Activity 1 ->
According to the Healthcare.gov article, what does SOASTA specialize in?
Activity 2 ->
Continue the article about the Healthcare.gov failures from the point where it stops.

Excerpt ->
What happened to Healthcare.gov?

Also, 3 tips to make sure it doesn't happen to your site
By Mike Miliard
11:02 AM

SOASTA specializes in scale and performance testing to nip problems with websites in the bud before launch. Able to simulate the simultaneous clicks of many millions of visitors, it's been enlisted by the websites of the 2012 London and upcoming Sochi Olympics, NASA's Mars Curiosity rover program and "pretty much all the major e-commerce brands these around the world, companies that do billions of dollars every year through their websites," says Lounibos.

He too is baffled by the Healthcare.gov site's many failings so far.

"Intuitively, for all of us consumers, it does seem like a logic test, and everybody's flunking," he says.

'We can do better'
Even the unceasingly energetic and optimistic Todd Park – known to most healthcare IT observers as the cofounder of athenahealth and the former chief technology officer of the Department of Health and Human Services – sounded frustrated when he spoke to the New York Times earlier this week.

These days, Park is CTO of the United States. The site, he said, was a victim of its own success. "At lower volumes, it would work fine," Park told the Times. "At higher volumes, it has problems."

"Right now," he said, "we've got what we think we need. The contractors have sent reinforcements. They are working 24-7. We just wish there was more time in a day."

The newspaper also spoke to Park's predecessor as CTO, Aneesh Chopra. He was the first man to hold the position Obama established in 2009.

"This is par for the course for large-scale IT projects," Chopra told the Times. "We wish we could launch bug-free, but in reality that's not that easy to do. The reality is that if you have a product that people want, people will tolerate glitches because they expect them."

Still, it seems to defy belief that such a hugely important and anticipated site could be rolled out so sloppily. Its failure has chagrinned Health and Human Services officials, who have rushed to make big improvements to its site design and infrastructure.

"We can do better and we are working around the clock to do so," HHS press secretary Joanne Peters told the Wall Street Journal.

This all could have been avoided, Lounibos tells Healthcare IT News.

"There's really no excuse," he says. "They've had enough time, from what I can tell, to fully test. Our retail and e-commerce customers continuously test – not waiting until the end to test but literally testing every day, all the time, new code that's being generated. It doesn't appear that was that was done here.

"It's amazing how folks miss the best practices," he says. "And a lot of it – easy even for those of us who are not engineers to understand – is the issue of speed versus quality. Developers that are building websites, even if they have a long run time to get to the launch date, are rapidly developing and adding features and functions. Every day they're trying to reach a milestone – in this case a roll-out to the live audience – and they're up against a deadline and they have a lot of things to do and usually the last thing that's done is testing. So quality goes out the door and speed takes the advantage."

Dataset entries ->
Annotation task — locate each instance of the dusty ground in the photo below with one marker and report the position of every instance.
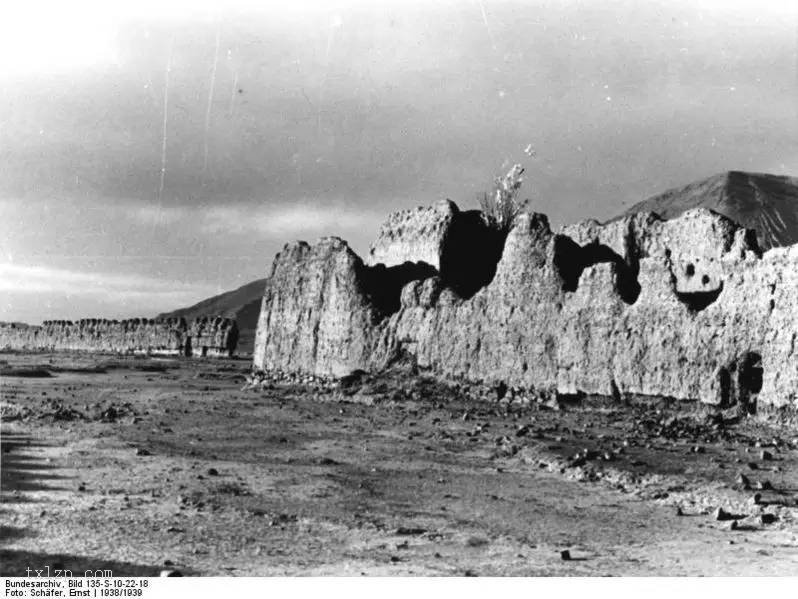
(139, 465)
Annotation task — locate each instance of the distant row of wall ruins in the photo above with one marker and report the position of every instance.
(688, 308)
(202, 337)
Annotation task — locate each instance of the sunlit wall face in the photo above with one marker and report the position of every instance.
(155, 153)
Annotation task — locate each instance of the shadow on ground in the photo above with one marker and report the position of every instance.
(21, 473)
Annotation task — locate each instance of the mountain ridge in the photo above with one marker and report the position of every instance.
(766, 203)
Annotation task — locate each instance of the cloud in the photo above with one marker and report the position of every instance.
(291, 220)
(283, 221)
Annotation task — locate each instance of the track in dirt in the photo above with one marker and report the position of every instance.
(142, 465)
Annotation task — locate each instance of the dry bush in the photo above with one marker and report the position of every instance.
(502, 206)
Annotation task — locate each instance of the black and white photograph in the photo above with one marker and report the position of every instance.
(351, 288)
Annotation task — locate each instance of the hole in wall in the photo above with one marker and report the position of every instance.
(696, 301)
(571, 259)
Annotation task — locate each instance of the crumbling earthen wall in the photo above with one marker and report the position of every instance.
(174, 336)
(688, 308)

Answer space 1 ->
Scale and performance testing.

Answer space 2 ->
And sure, a lot of people came to the site at once. But shouldn't that have been expected? At any rate, that's something that could and should have been tested for, too.

"No one really can predict how many users will come into a site, what we call 'load,' but the tools are available to literally recreate millions of concurrent users hitting a site. So there's really no excuse for that," says Lounibos.

"There's clearly a break-down here. It might be at the design level, it could be at the simple testing element, where they tested it one day, did some more code build and then didn't test those changes. It could be that they built the application and then never tested it on the infrastructure, the servers that they were going to use, and it might have been a configuration setting that might have broken."

Certainly, the average website for a hospital or a medical practice will never experience as much traffic as Healthcare.gov. But there are some lessons they can take away from this, best practices to keep in mind when launching new sites, says Lounibos.

"There's three of them," he says. "First, do continuous testing. Test through the development cycle. Test the first day, and test everyday.

"Second, test across environments. Make sure you're testing the back end and the front end together, and not separately. A lot of the problems occur at the connection points – the cartilage to the bone, so to speak."

And finally, "Make sure you do load testing all the time," he says. "It doesn't have to be millions of users. A lot of problems will occur with 100 users on a site. You just have to do some sort of load testing and you have to do it consistently."

In general, "just recognize that you've always got to take a quality first initiative, as opposed to speed," says Lounibos. "And ensure that the user experience – especially when you're trying to enroll people, as you are here – is easy and simple and fast. The user experience is the whole gig. You want to make that experience as painless as possible."